◆ Цитируемый отрывок:
>>>

Аннотация: О чём умолчал Ключевский. И про "генетический мусор".
Петровским указом с 1721 года в России была разрешена продажа крепостных крестьян без земли, что означало переход к открытой работорговле. Точно так же закон не стеснял продажи крестьян целыми семьями и в розницу, с землей и без земли. Василий Ключевский писал: "Безземельная и розничная продажа крестьян смущала уже Петра, но он не надеялся на успех в борьбе с этим обычаем. В 1721 г. он высказал в указе Сенату только нерешительное желание, чтобы в будущее уложение, тогда готовившееся, внесена была статья, которая бы запрещала розничную продажу людей, "яко скотов, чего во всем свете не водится". Это так и осталось одним благожеланием преобразователя". Оказывается, что работорговля при Петре давно превратилась в обычай, и нуждалась только в высочайшем позволении. Иными словами - работорговля в России существовала всегда. Следовательно, Россия всегда была работорговым государством!
А вот что ещё писал Ключевский:
"Екатерина с самого начала своего царствования стала принимать меры к прекращению вольного перехода малороссийских посполитых. По указу 1763 г. крестьяне могли покидать землевладельцев, только получив от них отпускные свидетельства. Землевладельцы, разумеется, затрудняли получение этих свидетельств, чтобы удержать крестьян на своей земле. Наконец, тотчас по окончании IV ревизии издан был закон 3 мая 1783 г., по которому все посполитые крестьяне в наместничествах или губерниях Киевской, Черниговской, вмещавшей и нынешнюю Полтавскую, и Новгород-Северской должны оставаться на тех местах и за теми владельцами, где их застала и записала только что конченная ревизия. Скоро это распоряжение распространено было и на губернию Харьковскую с частью Курской и Воронежской. Таким образом, более миллиона посполитых крестьян, записанных по IV ревизии в указанных губерниях, очутились в частном владении и скоро сравнялись с центральными великорусскими крепостными крестьянами. Успеху этого закрепощения содействовало и то, что Екатерина распространила на казацкую старшину права русского дворянства".
"Благодаря неопределенной постановке крепостного права по закону в продолжение царствования Екатерины расширялась требовательность землевладельцев по отношению к крепостному труду; эта требовательность выражалась в постепенном росте оброка. Оброки по различию местных условий были чрезвычайно разнообразны. Наиболее нормальными можно признать такие оброки: 2 р. (15 р. нынешних) - в 60-х годах, 3 р. - в 70-х, 4 р. - в 80-х и 5 р. (25 нынешних) - в 90-х годах с каждой ревизской души. По хлебным ценам можно определить рыночное значение этих сумм. Рубль в начале царствования Екатерины равнялся приблизительно нашим 7 - 8 руб.; рубль в конце царствования - приблизительно нашим 4 - 5 руб. Итак, нормальный оброк в начале царствования на наши деньги равнялся приблизительно 15 руб., в конце царствования - приблизительно 27 руб. Это оброк с каждой души; экономическое значение его можно было бы определить, перенесши его на землю. Наиболее обычный земельный надел в конце царствования Екатерины был 6 десятин пахотной земли в трех полях на тягло; тяглом назывался взрослый работник с женой и малолетними детьми, которые еще не могли жить отдельным хозяйством. Современники полагают на каждое тягло по 2 1/2 ревизской души.

<<<

◆ Условия задания:
- a) С какого года, по словам отрывка о крепостном праве, Петровским указом была разрешена продажа крепостных крестьян без земли?
- b) Продолжите отрывок о крепостном праве, начав сразу после его последнего предложения.

Собранные записи данных:

>>>

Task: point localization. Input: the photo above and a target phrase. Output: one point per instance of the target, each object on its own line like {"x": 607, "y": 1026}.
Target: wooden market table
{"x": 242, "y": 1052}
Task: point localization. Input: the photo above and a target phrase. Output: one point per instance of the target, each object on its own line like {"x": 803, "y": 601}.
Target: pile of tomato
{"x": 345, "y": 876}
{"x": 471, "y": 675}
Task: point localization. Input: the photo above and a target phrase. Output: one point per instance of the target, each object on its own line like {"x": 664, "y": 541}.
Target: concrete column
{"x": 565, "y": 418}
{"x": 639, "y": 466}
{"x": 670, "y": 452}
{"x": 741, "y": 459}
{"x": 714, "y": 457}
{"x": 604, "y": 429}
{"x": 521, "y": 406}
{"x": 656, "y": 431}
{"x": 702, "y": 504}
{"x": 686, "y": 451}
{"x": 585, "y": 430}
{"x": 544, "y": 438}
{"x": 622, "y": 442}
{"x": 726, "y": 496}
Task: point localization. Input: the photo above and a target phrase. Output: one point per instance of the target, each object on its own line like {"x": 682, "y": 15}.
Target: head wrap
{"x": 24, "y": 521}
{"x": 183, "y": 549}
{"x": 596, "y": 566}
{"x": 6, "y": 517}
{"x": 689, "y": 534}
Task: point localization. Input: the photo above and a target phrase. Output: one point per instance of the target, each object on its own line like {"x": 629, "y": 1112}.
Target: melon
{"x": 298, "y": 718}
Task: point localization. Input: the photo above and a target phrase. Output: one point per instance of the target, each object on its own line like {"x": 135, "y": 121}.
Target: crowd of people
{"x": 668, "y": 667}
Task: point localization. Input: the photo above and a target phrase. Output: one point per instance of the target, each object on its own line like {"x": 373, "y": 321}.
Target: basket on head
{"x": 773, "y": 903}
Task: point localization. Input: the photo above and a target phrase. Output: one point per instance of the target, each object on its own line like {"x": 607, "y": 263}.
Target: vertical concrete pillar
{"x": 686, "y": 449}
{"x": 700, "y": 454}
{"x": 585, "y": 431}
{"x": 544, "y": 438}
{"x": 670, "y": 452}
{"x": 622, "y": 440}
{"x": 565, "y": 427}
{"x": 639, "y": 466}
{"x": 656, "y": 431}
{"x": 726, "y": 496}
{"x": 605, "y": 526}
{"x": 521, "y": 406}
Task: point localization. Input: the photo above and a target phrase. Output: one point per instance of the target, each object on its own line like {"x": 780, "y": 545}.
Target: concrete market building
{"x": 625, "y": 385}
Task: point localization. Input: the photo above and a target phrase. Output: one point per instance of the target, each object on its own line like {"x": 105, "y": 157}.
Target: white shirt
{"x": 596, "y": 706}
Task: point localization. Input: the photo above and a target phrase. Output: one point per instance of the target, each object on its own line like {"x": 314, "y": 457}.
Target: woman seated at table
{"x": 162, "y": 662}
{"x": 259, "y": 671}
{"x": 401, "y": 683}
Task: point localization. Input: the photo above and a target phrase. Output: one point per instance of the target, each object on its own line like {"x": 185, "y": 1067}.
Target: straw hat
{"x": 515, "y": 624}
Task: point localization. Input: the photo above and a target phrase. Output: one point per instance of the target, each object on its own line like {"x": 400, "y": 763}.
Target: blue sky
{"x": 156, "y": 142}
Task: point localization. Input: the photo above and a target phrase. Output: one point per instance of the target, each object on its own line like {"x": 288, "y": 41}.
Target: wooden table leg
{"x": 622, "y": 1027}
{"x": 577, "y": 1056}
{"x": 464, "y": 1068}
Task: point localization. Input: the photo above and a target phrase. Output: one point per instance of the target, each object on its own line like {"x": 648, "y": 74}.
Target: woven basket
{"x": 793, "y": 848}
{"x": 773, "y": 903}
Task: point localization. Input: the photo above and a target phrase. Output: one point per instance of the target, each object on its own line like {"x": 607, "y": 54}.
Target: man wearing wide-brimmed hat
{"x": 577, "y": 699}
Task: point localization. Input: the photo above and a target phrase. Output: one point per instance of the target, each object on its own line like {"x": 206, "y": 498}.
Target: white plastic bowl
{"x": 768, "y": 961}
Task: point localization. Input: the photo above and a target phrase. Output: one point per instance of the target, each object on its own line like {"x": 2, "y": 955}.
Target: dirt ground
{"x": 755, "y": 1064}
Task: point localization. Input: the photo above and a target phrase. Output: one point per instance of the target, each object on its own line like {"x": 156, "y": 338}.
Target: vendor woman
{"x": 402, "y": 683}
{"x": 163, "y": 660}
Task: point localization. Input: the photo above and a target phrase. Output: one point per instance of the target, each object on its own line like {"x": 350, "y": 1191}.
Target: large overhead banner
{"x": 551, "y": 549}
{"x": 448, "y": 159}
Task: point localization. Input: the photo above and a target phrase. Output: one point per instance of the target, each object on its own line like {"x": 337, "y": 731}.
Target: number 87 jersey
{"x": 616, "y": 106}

<<<

◆ Результаты выполнения:
- a) С 1721 года.

- b)
Итак, на каждое тягло в конце царствования Екатерины падало помещичьего оброка приблизительно по 27 руб., умноженных на 2 1/2; значит, на каждую десятину земельного крестьянского надела приходилось около 11 руб. оброка. Таков оброк в центральных губерниях, на верхневолжском суглинке; в южных черноземных областях, где население было реже, на тягло приходилось вообще немного более земли. 11 руб. с десятины - это во много раз более нынешней арендной платы за землю в центральных великорусских губерниях.
БАРЩИННАЯ СИСТЕМА. Далее, в некоторых имениях господствовала барщинная система. В начале царствования Екатерины из нескольких высокопоставленных лиц с князем Григорием Орловым во главе образовалось патриотическое общество с целями изучения и содействия развитию сельского хозяйства в России. В 1765 г. Екатерина утвердила это общество под именем "С.-Петербургского вольного экономического общества". Общество разослало по губернским начальствам вопросы касательно положения сельского хозяйства в губерниях. Присланные обществу ответы чрезвычайно любопытны.
По собранным в начале царствования Екатерины II справкам оказалось, что во многих губерниях крестьяне отдавали помещикам половину рабочего времени; впрочем, в хорошую погоду заставляли крестьян работать на помещика сплошь всю неделю, так что крестьяне получали возможность работать на себя только по окончании барской страды. Во многих местах помещики требовали с крестьян четырех и даже пяти дней работы. Наблюдатели находили вообще работу в крепостных русских селах на помещика более тяжелой сравнительно с крестьянской работой в соседних странах Западной Европы. Петр Панин, человек либеральный в очень умеренной степени, писал, что "господские поборы и барщинные работы в России не только превосходят примеры ближайших заграничных жителей, но частенько выступают и из сносности человеческой". Наконец, агроном Рычков оставил нам свидетельство, которое указывает на крайнее следствие неограниченного простора помещичьей власти в распоряжении крестьянским трудом. Он жалуется на тех помещиков, которые "повседневно наряжают крестьян своих на господские работы, а им дают на пропитание месячный хлеб". Значит, пользуясь отсутствием точного закона, который бы определял меру обязательного крестьянского труда на землевладельца, некоторые помещики совершенно обезземелили своих крестьян и превратили свои деревни в рабовладельческие плантации, которые трудно отличить от североамериканских плантаций до освобождения негров.
ТОРГОВЛЯ КРЕПОСТНЫМИ. При такой широте помещичьей власти в царствование Екатерины еще больше прежнего развилась торговля крепостными душами с землей и без земли; установились цены на них - указные, или казенные, и вольные, или дворянские. В начале царствования Екатерины при покупке целыми деревнями крестьянская душа с землей обыкновенно ценилась в 30 (225 нынешних) руб., с учреждением заемного банка в 1786 г. цена души возвысилась до 80 руб. (более 400 руб.), хотя банк принимал дворянские имения в залог только по 40 руб. за душу. В конце царствования Екатерины вообще трудно было купить имение дешевле 100 руб. за душу. При розничной продаже здоровый работник, покупавшийся в рекруты, ценился в 120 руб. (около 850 руб.) в начале царствования и в 400 руб. - в конце его (около 2 тыс. руб.)".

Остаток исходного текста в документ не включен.